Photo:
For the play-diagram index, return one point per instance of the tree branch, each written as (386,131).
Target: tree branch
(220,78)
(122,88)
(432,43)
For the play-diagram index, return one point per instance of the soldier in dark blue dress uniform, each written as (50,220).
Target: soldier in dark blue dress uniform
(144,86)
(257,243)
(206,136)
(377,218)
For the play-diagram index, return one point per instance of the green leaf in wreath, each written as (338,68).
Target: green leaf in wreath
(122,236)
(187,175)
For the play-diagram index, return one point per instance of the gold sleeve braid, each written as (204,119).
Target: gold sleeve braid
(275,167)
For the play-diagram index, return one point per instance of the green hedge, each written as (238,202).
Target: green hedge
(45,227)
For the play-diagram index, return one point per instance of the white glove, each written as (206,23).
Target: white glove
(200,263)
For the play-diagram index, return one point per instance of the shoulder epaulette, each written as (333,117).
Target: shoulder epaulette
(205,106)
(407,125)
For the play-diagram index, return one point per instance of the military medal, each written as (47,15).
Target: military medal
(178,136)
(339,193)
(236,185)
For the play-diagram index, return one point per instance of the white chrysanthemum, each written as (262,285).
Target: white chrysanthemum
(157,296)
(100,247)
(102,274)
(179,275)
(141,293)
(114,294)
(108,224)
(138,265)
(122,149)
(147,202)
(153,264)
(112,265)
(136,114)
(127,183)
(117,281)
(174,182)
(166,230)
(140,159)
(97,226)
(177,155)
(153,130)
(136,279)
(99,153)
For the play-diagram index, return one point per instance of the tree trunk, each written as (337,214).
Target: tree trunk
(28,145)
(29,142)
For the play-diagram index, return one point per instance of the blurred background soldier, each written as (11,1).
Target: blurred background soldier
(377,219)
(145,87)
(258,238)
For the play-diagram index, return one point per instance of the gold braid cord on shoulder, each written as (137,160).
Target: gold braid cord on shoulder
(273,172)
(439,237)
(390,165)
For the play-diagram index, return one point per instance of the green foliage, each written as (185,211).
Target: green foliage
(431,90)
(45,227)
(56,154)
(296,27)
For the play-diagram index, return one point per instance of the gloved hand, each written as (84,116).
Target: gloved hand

··········

WHAT TO PRODUCE - Please edit everything from the line containing "written as (47,15)." down to the last line, replacing "military medal" with "service medal" and leaving all else unchanged. Return only those lines.

COMPLETE RESPONSE -
For the play-diagram index, return one point per instance of the service medal, each written as (47,15).
Target: service medal
(178,136)
(339,193)
(236,185)
For the play-diagram index, return one point per instance of the white chrysanthemum, each written as (262,285).
Target: white chrysanthemum
(157,296)
(100,247)
(102,274)
(179,275)
(141,293)
(114,294)
(108,224)
(138,265)
(122,149)
(147,202)
(153,264)
(112,265)
(136,114)
(127,183)
(117,281)
(174,182)
(166,230)
(140,159)
(97,226)
(177,155)
(153,130)
(136,279)
(99,153)
For the play-diagram index, return one point per instance of the tree trunk, each written as (337,214).
Target: tree trunk
(28,145)
(29,142)
For the play-diagram index, return one point per instance of the blurred background soldier, each written as (11,1).
Target: blurred background soldier
(377,219)
(145,87)
(258,238)
For the play-diagram index, return one point per instance of the gold braid cord on shoulder, each written as (137,160).
Target: gold braid cord on shoulder
(273,172)
(439,237)
(390,165)
For the play-diagram index, return one point per instance of the green foliage, each written as (185,211).
Target: green foliage
(431,90)
(45,227)
(56,154)
(296,27)
For the play-diagram index, return one point per instance of the gloved hand, each written as (84,116).
Target: gloved hand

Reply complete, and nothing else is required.